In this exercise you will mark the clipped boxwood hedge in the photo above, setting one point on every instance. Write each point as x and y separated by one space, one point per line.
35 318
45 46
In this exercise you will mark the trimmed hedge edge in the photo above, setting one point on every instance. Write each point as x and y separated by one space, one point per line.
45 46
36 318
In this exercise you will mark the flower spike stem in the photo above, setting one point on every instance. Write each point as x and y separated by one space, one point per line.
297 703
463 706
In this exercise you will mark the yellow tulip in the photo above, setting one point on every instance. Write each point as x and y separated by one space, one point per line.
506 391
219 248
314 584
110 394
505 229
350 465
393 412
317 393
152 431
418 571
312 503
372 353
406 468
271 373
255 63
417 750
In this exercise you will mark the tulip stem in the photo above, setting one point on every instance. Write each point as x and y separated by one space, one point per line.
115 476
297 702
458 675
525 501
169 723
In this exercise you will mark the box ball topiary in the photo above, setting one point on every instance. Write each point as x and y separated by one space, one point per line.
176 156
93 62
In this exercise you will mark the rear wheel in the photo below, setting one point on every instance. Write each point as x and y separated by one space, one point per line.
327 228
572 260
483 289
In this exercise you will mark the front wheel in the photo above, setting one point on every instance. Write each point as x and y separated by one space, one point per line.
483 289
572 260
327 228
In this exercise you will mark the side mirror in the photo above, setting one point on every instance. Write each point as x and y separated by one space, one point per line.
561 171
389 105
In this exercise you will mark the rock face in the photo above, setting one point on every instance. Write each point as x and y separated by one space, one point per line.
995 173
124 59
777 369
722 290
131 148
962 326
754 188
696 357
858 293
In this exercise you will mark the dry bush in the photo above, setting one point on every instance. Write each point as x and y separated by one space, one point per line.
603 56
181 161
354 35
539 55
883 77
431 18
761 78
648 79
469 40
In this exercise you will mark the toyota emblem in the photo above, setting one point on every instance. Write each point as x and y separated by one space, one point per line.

● TASK REQUIREMENTS:
Copy out all of the material above, putting "label" wherever "mark" appears and changing nothing else.

● WORKED SOLUTION:
In this exercise you will label the clipped boxwood hedge in the photo above, setting one point on every instance. Write each point as x and y separated by one space, one point per line.
35 318
45 46
In this exercise you will label the trimmed hedge edge in the photo above, setting one point on every instance. Write each point as x and y separated by one space, one point per line.
45 46
36 318
In this exercise you will label the flower spike stem in the photo above, setting one point on every instance. Write each point as x and y separated by one space, one point per line.
297 703
463 706
In this exercise you will label the yellow tulip in the photo above, setting one point on every instance. Write each point as x and y separated by one space, one point per line.
506 391
219 248
314 584
110 394
505 229
350 465
393 412
317 393
152 431
418 571
312 503
372 353
406 468
271 373
255 63
417 750
In this exercise you will label the tulip stem in the photo above, setting one point on every instance. Write each point as x and y separated by one space, one point per line.
115 476
297 702
458 675
525 501
169 723
In this exercise you will label the box ball topiary in the photo above, setting one point on every instance. Write each point as x and y separated by one space, one point per line.
176 156
93 62
In this exercise you will label the rear wheel in the photo below, setting one point on every instance. Write each point as x and y separated by one space, one point per line.
327 228
572 260
483 289
In this exercise you will label the front wheel in the photo above, setting one point on every instance. Write each point as x and y separated by one space, one point per line.
483 289
572 260
327 228
In this exercise you will label the side mirror in the photo above, setting one point on every instance. Write each point as x and y separated by one space, one point per line.
561 171
389 105
In this exercise you will label the rock face in the photo above, setting one point on every instance. Write each point as x and y separated by one space, one point per line.
995 173
124 59
777 369
722 290
131 148
962 326
754 188
696 357
858 293
In this exercise you will label the dry bush in the photo above, setting one point on every instance. Write each point as x and y separated by one space, one point per line.
603 56
181 161
354 35
539 55
883 77
431 18
761 78
648 79
469 40
In this exercise you will label the toyota emblem in the photo above, setting one point on every instance. Write each point as x and y separated by one space, one point per line.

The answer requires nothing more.